=== Passage provided ===

Normalising the norm

Swedish school brings in ‘gender neutral’ changing rooms to avoid teenagers being labelled male or female

A school in a liberal Swedish suburb is to open a gender-neutral changing room in an effort to discourage gender stereotypes and promote gay rights.

Patrik Biverstedt, headmaster of the Soedra Latins upper secondary school in Sodermalm, Stockholm, says they decided on the cubicle after students proposed it last year.

Students’ union member Camille Trombetti says the changing room is not only ‘for transsexual’ students.

I’ve no problem at all with the changing room – from what I read, it’s something students can choose to use if they feel it’s appropriate for them – on any grounds, and further it seems to be something the students proposed themselves.

But this (later in the article) does concern me – if it is true, and not just a media exaggeration (I’ve heard it from multiple sources, but they may have all got it from an exaggerated source):

Nearly all the children’s books at Egalia deal with homosexual couples, single parents or adopted children.

I have absolutely no problem with children’s books including any of these things. Children should be exposed to the idea that families take varying forms – but unless you show heterosexual couples – unless you show what might be termed the traditional family – among these forms, you are just repeating the same mistakes made when you don’t show anything but those families.

=== Data under study ===

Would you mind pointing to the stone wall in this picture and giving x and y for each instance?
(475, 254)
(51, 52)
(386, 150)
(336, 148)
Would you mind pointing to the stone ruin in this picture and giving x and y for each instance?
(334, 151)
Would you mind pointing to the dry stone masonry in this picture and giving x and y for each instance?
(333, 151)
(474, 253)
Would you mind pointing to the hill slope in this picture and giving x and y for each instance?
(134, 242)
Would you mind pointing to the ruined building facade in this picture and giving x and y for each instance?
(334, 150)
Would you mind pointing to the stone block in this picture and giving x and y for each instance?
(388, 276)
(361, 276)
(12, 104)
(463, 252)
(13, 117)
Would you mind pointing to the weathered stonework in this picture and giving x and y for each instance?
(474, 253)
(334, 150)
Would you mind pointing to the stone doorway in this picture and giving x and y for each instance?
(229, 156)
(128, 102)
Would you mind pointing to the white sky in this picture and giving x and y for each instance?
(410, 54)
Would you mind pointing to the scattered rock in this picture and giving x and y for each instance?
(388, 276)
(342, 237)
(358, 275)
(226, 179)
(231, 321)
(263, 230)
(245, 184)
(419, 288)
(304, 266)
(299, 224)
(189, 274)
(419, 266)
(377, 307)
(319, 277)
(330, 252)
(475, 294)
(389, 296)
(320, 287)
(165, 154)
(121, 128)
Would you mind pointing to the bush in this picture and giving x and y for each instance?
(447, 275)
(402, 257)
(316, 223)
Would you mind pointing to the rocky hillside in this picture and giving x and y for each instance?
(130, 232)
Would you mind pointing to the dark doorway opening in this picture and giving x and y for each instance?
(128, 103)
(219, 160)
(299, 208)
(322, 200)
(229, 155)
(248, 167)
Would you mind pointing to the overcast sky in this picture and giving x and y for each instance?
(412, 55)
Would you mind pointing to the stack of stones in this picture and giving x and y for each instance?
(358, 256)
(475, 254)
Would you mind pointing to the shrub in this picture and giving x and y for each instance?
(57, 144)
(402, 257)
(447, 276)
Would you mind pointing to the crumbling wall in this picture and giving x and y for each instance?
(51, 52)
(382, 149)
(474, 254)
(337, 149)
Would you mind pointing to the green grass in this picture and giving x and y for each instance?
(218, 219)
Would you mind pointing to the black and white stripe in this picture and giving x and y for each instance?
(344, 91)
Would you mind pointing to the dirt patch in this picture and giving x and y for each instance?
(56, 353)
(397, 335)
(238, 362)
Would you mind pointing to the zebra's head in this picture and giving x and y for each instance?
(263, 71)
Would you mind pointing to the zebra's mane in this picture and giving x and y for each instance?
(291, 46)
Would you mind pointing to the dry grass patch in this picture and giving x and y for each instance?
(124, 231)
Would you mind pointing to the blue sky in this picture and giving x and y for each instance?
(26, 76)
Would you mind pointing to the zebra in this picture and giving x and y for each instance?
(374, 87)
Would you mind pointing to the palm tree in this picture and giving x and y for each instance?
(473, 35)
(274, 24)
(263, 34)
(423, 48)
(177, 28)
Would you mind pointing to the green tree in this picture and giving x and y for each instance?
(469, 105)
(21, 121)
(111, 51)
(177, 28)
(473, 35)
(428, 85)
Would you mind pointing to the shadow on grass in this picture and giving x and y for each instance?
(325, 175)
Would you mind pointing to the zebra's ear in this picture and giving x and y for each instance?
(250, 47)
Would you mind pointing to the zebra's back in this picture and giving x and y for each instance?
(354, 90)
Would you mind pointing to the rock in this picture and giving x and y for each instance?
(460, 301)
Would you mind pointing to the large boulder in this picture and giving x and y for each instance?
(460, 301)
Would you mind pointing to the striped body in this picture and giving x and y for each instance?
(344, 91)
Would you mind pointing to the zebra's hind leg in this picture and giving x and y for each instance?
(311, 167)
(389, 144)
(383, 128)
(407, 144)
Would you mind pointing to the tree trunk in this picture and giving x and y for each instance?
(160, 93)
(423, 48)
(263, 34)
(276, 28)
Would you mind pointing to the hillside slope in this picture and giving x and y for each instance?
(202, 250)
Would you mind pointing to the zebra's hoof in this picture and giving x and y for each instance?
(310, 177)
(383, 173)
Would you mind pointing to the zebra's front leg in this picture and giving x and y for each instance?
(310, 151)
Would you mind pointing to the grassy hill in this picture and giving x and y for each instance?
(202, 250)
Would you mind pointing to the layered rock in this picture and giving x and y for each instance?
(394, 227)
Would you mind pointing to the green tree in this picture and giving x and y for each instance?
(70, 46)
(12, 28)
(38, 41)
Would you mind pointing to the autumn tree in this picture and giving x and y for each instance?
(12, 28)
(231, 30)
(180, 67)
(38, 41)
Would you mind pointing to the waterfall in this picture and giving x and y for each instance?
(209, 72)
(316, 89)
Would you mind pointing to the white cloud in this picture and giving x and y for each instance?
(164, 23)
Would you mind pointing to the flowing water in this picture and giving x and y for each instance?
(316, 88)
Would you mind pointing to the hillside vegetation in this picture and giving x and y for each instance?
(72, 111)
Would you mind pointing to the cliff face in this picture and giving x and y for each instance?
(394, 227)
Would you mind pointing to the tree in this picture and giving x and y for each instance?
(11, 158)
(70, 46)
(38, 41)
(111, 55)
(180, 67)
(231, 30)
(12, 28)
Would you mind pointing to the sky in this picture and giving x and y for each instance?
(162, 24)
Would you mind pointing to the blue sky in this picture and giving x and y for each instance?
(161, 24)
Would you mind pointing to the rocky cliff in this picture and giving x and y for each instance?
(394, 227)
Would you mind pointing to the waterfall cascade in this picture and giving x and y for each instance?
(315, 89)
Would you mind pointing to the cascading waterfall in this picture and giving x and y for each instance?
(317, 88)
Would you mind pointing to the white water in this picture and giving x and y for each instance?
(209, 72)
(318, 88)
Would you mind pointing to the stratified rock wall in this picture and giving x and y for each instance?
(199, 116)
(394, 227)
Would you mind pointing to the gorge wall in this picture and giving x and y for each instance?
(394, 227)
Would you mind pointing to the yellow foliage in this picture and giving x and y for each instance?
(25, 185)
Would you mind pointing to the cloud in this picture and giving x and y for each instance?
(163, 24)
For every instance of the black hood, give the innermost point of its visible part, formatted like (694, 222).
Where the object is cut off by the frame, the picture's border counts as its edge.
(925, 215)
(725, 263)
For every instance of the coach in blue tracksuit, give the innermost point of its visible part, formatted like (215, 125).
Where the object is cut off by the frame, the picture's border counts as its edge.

===

Set of tasks:
1 > Answer these from the post on the Swedish school's changing room:
(a) Who is the headmaster of the Soedra Latins upper secondary school?
(b) According to the headmaster, who proposed the cubicle, and when?
(c) What do nearly all the children's books at Egalia deal with?
2 > List every person, school and place mentioned by name in the post on the Swedish school's changing room.
You can set the items aside, since neither task draws on them.

Task answers:
1 >
(a) Patrik Biverstedt
(b) Students proposed it last year.
(c) Homosexual couples, single parents or adopted children

2 >
Patrik Biverstedt
Soedra Latins upper secondary school
Sodermalm
Stockholm
Camille Trombetti
Egalia